=== TASKS TO COMPLETE ===
• 1. Revise the passage about CALLIER's career by reproducing it starting at "After a further" and ending at "chanteuse BETH ORTON.", with "computer programming" replaced by "software development".
• 2. Render this sentence from the passage about CALLIER's career in Spanish: "CALLIER’s rich, sage tones against ORTON’s girlish folk-iness may not be everyone’s cup of tea, but their double act was arguably one of the highlights of the man’s long-overdue tour, an event that was almost akin to the second coming among his more enthusiastic fans."
• 3. Carry the passage about CALLIER's career forward from the point at which it stops.

=== DOCUMENT EXTRACT ===
After a further extended break, the ochre-voiced singer returned for another ill-fated crack at success, this time signed to Elektra Records. CALLIER’s soul-period albums FIRE ON ICE (1978) {*5} and TURN YOU TO LOVE (1979) {*6}, signalled the end of the singer’s recording career, his small but loyal band of fans left with a relatively slim legacy as he turned his hand to computer programming (no kidding!) for most of the next 15 years. Perhaps this was a blessing in disguise, given the amount of musical abortions churned out in the 80s; whatever, CALLIER was eventually rehabilitated from being the sole preserve of chin-stroking jazz buffs/soul weekender types after a collaboration with nu-folk chanteuse BETH ORTON.
Released in late ‘97, the `The Best Bit’ EP featured goose-bump duets on a cover of TIM BUCKLEY’s `Dolphins’ and a revamped `Lean On Me’ (a track originally recorded for his 1972 set), its success encouraging CALLIER to plough ahead with a whole new album of original material for the Talking Loud imprint. The result was TIMEPEACE {*7}, one of 1998’s warmest, most stress-defying and altogether most satisfyingly contented albums, the sound of a man who quietly knew all along that his talent was too strong to be kept down indefinitely. CALLIER’s rich, sage tones against ORTON’s girlish folk-iness may not be everyone’s cup of tea, but their double act was arguably one of the highlights of the man’s long-overdue tour, an event that was almost akin to the second coming among his more enthusiastic fans.
If 1999’s LIFETIME {*5} wasn’t quite up to the standard of its predecessor, it was still touched by its author’s low-key genius, something which shone like a beacon on ALIVE (2001) {*7}, a gig recorded at London’s Jazz Cafe. There’s perhaps no more natural an environment for CALLIER and together with sidemen Bosco De Oliveira and Gary Plumley he wove a magical spell over a rapt and often ecstatic audience, combing his back catalogue as well as mining more recent work and covering MAYFIELD’s `People Get Ready’ with more empathy than any artist save perhaps Curtis himself.

=== SUPPLIED DATA ===
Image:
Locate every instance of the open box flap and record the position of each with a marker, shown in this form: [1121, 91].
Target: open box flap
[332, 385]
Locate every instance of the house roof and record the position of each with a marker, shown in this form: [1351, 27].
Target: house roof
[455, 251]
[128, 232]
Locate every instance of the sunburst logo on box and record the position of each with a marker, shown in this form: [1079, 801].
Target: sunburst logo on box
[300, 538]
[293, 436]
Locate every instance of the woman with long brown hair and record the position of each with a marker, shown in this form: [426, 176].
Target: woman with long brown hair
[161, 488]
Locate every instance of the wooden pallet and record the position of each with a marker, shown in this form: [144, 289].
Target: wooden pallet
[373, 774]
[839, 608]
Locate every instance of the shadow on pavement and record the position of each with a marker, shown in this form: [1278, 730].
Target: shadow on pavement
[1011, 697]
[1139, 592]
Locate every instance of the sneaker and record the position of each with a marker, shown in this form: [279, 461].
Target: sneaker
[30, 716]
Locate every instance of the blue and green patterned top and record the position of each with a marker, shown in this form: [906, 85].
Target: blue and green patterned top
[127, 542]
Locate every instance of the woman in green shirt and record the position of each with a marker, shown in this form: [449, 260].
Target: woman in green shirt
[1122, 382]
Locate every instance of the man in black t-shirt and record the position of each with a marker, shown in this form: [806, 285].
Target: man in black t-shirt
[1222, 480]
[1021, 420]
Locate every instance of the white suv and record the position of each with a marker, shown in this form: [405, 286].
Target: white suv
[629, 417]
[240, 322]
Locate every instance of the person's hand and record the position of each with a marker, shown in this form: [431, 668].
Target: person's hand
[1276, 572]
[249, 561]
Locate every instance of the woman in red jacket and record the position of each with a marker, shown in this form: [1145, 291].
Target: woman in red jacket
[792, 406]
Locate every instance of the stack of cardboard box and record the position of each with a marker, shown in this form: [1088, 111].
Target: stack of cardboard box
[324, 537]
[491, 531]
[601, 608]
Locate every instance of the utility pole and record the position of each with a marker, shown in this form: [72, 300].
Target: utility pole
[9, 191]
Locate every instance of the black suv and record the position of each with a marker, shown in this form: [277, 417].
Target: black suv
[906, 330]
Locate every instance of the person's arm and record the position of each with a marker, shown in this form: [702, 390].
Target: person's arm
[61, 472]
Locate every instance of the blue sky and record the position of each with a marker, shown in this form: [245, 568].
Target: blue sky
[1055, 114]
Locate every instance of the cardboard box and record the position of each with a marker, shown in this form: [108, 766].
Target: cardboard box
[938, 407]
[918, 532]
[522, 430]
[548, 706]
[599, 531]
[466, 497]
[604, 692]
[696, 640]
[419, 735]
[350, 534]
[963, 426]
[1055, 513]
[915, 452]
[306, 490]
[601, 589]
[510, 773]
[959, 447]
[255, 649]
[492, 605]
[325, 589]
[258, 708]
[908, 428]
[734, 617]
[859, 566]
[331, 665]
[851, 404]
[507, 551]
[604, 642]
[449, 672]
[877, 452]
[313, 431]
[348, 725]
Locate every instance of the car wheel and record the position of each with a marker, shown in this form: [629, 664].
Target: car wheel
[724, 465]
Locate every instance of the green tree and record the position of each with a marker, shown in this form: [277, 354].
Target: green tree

=== ANSWERS FOR THE EXERCISE ===
• 1.
After a further extended break, the ochre-voiced singer returned for another ill-fated crack at success, this time signed to Elektra Records. CALLIER’s soul-period albums FIRE ON ICE (1978) {*5} and TURN YOU TO LOVE (1979) {*6}, signalled the end of the singer’s recording career, his small but loyal band of fans left with a relatively slim legacy as he turned his hand to software development (no kidding!) for most of the next 15 years. Perhaps this was a blessing in disguise, given the amount of musical abortions churned out in the 80s; whatever, CALLIER was eventually rehabilitated from being the sole preserve of chin-stroking jazz buffs/soul weekender types after a collaboration with nu-folk chanteuse BETH ORTON.

• 2. Los tonos ricos y sabios de CALLIER frente al aire folk aniñado de ORTON quizá no sean del gusto de todos, pero su dúo fue posiblemente uno de los momentos culminantes de la gira largamente esperada de este hombre, un acontecimiento que, entre sus seguidores más entusiastas, fue casi comparable a la segunda venida.

• 3.
With SPEAK YOUR PEACE (2002) {*8}, meanwhile, CALLIER reached an artistic peak unmatched since the resumption of his career, and maybe in his career as a whole. In Jean-Paul “Bluey” Maunick and 4 HERO’s Marc Mac (TC had already guested on the latter’s 2001 set, `Creating Patterns’), the venerated singer-songwriter had found sympathetic, perceptive collaborators who were able to inhabit and furnish the unique musical space he occupies with such easy grace and clarity of vision. Highlights included the duet with long-time admirer PAUL WELLER, `Brother To Brother’, and a transcendent cover of ISLEY-Jasper-ISLEY’s `Caravan Of Love’; 2003’s TOTAL RECALL {*4} employed the same team on an album of remixed makeovers and covers, complete with spoken-word interludes by the man himself.
From jazz to folk, and everything in between, LOOKIN’ OUT (2005) {*7}, was another splendid CALLIER set. With several tracks co-penned alongside organist Chris Kibble (including vignette `Truth In Tears’), Terry also slipped in the odd cover, namely LENNON-McCARTNEY’s `And I Love Her’ and QUICKSILVER MESSENGER SERVICE’s `What About Me (What You Gonna Do About Me)’.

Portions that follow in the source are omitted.